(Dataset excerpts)
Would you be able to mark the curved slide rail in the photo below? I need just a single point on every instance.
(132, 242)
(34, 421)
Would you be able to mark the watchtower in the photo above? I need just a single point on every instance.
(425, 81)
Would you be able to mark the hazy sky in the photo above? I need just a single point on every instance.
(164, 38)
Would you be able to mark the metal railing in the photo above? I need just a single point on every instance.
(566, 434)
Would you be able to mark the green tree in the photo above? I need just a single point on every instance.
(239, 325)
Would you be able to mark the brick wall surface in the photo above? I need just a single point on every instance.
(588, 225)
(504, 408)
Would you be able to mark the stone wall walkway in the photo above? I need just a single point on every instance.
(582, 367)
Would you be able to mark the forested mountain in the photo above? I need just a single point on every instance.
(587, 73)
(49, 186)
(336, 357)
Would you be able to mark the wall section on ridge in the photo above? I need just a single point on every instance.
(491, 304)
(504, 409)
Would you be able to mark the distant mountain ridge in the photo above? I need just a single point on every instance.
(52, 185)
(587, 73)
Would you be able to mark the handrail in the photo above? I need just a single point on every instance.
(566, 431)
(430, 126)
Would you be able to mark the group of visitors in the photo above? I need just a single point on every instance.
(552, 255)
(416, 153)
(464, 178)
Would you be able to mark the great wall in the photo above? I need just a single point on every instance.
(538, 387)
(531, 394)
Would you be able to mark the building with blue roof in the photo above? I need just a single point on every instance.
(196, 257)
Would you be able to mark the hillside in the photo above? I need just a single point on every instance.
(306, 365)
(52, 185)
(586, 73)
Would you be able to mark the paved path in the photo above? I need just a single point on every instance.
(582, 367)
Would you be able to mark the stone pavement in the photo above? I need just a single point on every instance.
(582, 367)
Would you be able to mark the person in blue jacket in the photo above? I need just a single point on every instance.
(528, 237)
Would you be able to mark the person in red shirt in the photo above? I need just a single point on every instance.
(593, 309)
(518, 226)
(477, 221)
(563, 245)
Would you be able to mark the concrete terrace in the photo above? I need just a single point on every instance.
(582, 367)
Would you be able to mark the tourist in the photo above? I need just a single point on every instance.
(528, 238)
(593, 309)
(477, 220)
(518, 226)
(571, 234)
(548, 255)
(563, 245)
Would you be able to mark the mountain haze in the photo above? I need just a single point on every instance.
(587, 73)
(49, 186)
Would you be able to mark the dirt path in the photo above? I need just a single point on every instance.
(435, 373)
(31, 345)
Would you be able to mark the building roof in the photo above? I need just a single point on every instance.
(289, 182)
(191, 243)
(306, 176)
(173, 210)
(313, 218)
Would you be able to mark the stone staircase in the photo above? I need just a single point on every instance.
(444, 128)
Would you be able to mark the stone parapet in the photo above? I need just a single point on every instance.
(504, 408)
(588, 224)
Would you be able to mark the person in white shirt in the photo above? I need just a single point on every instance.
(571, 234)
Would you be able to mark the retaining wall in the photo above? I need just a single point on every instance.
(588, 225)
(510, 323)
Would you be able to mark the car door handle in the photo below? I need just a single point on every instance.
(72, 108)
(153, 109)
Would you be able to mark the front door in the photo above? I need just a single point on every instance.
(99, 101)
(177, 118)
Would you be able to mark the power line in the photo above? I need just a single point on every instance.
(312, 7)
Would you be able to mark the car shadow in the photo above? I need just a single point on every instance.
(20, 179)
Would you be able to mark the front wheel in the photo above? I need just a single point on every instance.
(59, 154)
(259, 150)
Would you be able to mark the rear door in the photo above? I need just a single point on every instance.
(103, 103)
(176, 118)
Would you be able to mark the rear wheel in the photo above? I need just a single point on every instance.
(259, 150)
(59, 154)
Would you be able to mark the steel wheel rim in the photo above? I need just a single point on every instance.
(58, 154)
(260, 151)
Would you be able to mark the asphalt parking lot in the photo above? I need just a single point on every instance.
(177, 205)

| Try it |
Without leaving anything out, repeat the data exactly.

| Solution to the exercise |
Would you be able to mark the curved slide rail in the photo below? I need just a single point on every instance.
(132, 242)
(34, 421)
Would you be able to mark the watchtower in the photo above? I need just a single point on every instance.
(425, 81)
Would you be able to mark the hazy sky in the photo above? I need just a single point on every instance.
(164, 38)
Would you be able to mark the metal railing in the photo above? I need just a single point on every instance.
(566, 434)
Would you be able to mark the green tree in the photo above? I need just a single point on every instance.
(239, 325)
Would you be able to mark the brick wall surface in the photo above? I need just a single point on every instance.
(588, 225)
(504, 408)
Would you be able to mark the stone wall walkway in the photo above? I need just a single point on every instance.
(582, 367)
Would you be able to mark the forested mountain in the photo above? I need just a single point on every instance.
(587, 73)
(49, 186)
(336, 357)
Would you be able to mark the wall section on ridge in the photo above? I need just a single point on every instance.
(491, 304)
(504, 409)
Would you be able to mark the distant mountain ridge in the photo above? I need just a single point on every instance.
(52, 185)
(587, 73)
Would you be able to mark the handrail in the photo above? I need just a single point on every instance.
(566, 431)
(430, 126)
Would you be able to mark the group of visitors in the photo above? I need just a single point on every instance.
(552, 255)
(416, 153)
(464, 178)
Would you be able to mark the great wall in the photo above? I need just a single point on every instance.
(538, 387)
(531, 394)
Would you be able to mark the building with blue roof in the photo above? I need just a single point on every instance.
(196, 257)
Would you be able to mark the hillside in the photo above? I need just a single point on every instance.
(306, 365)
(52, 185)
(586, 73)
Would you be able to mark the paved path in the photo above? I need just a single point on every instance.
(582, 367)
Would you be able to mark the stone pavement in the photo above? I need just a single point on every instance.
(582, 367)
Would you be able to mark the person in blue jacket in the photo above? I need just a single point on every instance.
(528, 237)
Would you be able to mark the person in red shirt in the photo above? I need just a single point on every instance.
(593, 309)
(518, 226)
(477, 221)
(563, 245)
Would you be able to mark the concrete terrace in the photo above? I need just a single point on every instance.
(582, 367)
Would you be able to mark the tourist in the photo above? I need just a single point on every instance.
(528, 238)
(593, 309)
(477, 220)
(518, 226)
(571, 234)
(548, 255)
(563, 245)
Would you be able to mark the mountain haze in the photo above? I need just a single point on every instance.
(587, 73)
(49, 186)
Would you be able to mark the dirt path in the photo above? I need just a single point on every instance.
(435, 373)
(31, 345)
Would you be able to mark the building roof in the photo above? I need just a single point on every instance.
(289, 182)
(191, 243)
(306, 176)
(173, 210)
(313, 218)
Would you be able to mark the stone staircase in the photo above? I need just a single point on every instance.
(444, 128)
Would you be able to mark the stone parapet in the photo above? I need just a single point on every instance.
(504, 408)
(588, 224)
Would you be able to mark the person in white shirt in the photo above? I need just a single point on every instance.
(571, 234)
Would you be able to mark the retaining wall in the photo above? I need just a single point on every instance.
(588, 225)
(510, 323)
Would you be able to mark the car door handle in the photo below? I need just a single point on every instance.
(72, 108)
(153, 109)
Would you be able to mark the front door in the photo above? I need just a single point on every instance.
(99, 101)
(177, 118)
Would you be able to mark the power line in the photo above? I need just a single point on every instance.
(312, 7)
Would you be able to mark the car shadow in the photo above? I need just a single point on every instance.
(20, 179)
Would you be able to mark the front wheel in the photo above? I need just a single point on every instance.
(59, 154)
(259, 150)
Would you be able to mark the rear door in the photo above? I need just a single point on every instance.
(103, 103)
(176, 118)
Would you be able to mark the rear wheel in the photo above? I need just a single point on every instance.
(259, 150)
(59, 154)
Would you be able to mark the steel wheel rim in the photo above? I need just a single point on every instance.
(58, 154)
(260, 151)
Would you be able to mark the asphalt parking lot in the photo above? I need just a single point on every instance.
(177, 205)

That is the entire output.